Task statement:
Return the part of the entries that opens with the line containing "609, row 217." and closes with the line containing "column 121, row 142", both lines included. Copy it word for word.

_ _ _ _ _

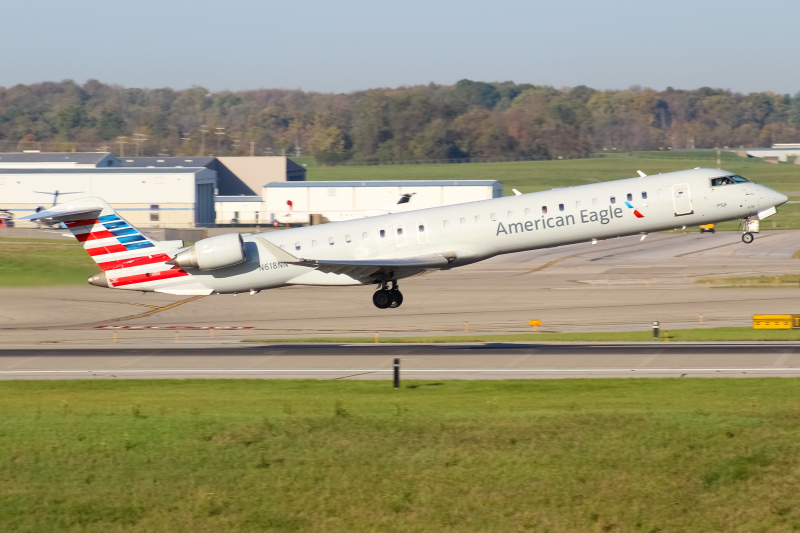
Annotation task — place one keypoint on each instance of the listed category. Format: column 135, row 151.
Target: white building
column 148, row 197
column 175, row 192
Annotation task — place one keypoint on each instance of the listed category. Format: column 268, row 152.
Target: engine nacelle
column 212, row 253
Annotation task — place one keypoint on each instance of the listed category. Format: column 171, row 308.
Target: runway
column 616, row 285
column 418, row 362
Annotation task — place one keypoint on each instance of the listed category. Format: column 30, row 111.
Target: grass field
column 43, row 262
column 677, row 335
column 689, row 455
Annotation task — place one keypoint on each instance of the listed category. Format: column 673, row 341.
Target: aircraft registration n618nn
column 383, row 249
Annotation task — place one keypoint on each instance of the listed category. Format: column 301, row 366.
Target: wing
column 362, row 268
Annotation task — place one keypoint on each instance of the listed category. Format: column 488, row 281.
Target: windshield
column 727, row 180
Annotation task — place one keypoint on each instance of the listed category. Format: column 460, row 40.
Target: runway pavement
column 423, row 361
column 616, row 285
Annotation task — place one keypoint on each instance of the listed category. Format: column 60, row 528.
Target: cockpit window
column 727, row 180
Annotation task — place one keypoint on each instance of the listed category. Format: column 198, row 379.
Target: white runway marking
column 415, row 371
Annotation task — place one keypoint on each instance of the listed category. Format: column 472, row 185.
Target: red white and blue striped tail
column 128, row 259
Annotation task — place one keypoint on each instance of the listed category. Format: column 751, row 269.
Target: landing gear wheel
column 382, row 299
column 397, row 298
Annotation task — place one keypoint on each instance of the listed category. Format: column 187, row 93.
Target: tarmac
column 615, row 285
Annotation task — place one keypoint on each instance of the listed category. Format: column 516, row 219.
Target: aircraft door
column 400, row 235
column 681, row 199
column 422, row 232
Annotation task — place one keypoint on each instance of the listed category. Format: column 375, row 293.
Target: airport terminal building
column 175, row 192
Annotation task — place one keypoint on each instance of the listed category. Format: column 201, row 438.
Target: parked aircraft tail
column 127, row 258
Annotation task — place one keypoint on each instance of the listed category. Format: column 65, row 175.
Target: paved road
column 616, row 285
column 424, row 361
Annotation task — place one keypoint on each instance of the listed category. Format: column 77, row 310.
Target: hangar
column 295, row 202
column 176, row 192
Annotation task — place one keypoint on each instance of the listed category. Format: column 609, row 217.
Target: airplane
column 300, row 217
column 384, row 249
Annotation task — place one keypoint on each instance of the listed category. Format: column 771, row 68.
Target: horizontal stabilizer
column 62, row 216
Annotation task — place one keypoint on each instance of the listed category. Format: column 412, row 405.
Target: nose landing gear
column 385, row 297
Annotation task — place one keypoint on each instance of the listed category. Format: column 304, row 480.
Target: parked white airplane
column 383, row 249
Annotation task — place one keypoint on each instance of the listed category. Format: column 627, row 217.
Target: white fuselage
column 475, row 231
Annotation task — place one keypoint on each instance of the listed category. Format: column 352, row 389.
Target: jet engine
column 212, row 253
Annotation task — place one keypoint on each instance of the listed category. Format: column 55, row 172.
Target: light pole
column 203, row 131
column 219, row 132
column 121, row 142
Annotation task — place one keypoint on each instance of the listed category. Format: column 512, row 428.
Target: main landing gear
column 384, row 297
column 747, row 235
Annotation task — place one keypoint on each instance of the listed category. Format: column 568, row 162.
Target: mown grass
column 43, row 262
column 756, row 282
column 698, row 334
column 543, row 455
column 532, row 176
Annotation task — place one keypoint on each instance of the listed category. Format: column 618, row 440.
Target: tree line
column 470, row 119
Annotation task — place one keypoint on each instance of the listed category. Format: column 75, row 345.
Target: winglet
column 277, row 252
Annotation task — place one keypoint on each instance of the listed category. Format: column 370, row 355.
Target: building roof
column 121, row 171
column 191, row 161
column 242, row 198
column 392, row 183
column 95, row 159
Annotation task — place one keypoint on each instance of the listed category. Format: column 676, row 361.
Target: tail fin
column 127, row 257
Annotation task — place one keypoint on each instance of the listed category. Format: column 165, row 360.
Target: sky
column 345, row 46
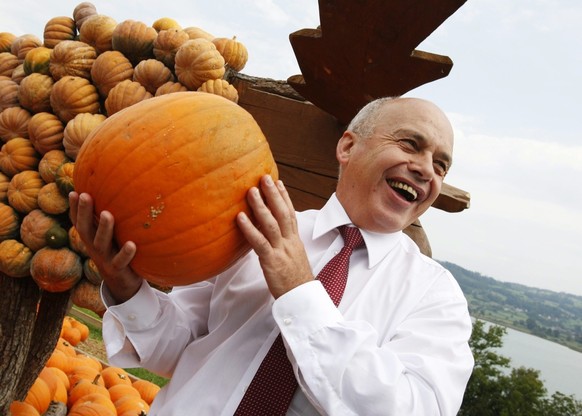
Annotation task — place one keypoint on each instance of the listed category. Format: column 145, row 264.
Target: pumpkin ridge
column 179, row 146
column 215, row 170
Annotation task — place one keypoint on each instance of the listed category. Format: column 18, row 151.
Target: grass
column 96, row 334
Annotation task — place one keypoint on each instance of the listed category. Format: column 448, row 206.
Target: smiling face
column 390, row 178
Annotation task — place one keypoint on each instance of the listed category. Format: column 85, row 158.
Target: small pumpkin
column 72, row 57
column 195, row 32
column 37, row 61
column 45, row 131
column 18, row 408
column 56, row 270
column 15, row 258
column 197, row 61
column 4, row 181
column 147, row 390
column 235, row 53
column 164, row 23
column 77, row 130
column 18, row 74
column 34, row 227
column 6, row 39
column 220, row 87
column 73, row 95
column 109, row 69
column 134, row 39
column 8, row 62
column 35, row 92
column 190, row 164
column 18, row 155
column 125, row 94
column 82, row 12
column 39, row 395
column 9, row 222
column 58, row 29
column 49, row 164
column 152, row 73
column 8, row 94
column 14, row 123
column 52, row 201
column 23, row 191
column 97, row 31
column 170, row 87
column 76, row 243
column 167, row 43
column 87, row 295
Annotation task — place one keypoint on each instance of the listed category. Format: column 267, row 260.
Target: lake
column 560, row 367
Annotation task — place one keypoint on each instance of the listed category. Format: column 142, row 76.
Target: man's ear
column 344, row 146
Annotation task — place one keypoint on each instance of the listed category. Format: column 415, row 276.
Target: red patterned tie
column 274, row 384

_ _ _ _ _

Result of the task:
Annotation task — place one keypoint on each instance of the listed category. Format: column 609, row 217.
Target: airplane
column 300, row 217
column 384, row 249
Annotation task — place one keypoint on each instance of the listed category. Format: column 771, row 68.
Target: horizontal stabilizer
column 62, row 216
Annotation task — place one keypoint on each instance of the listed category. Format: column 412, row 405.
Target: nose landing gear
column 385, row 297
Annotation task — place one keypoint on each instance of the listed category. Format: column 304, row 480.
Target: parked white airplane
column 383, row 249
Annotation task — place one keypoint on each instance of the listed category. Format: column 627, row 217.
Target: white fuselage
column 475, row 231
Annotation task — place one keypoint on each instance of the listed category. Format: column 352, row 389.
Target: jet engine
column 212, row 253
Annotation task — place one keypoint on each instance of the listed category. Format: column 55, row 172.
Target: light pole
column 203, row 131
column 219, row 132
column 121, row 142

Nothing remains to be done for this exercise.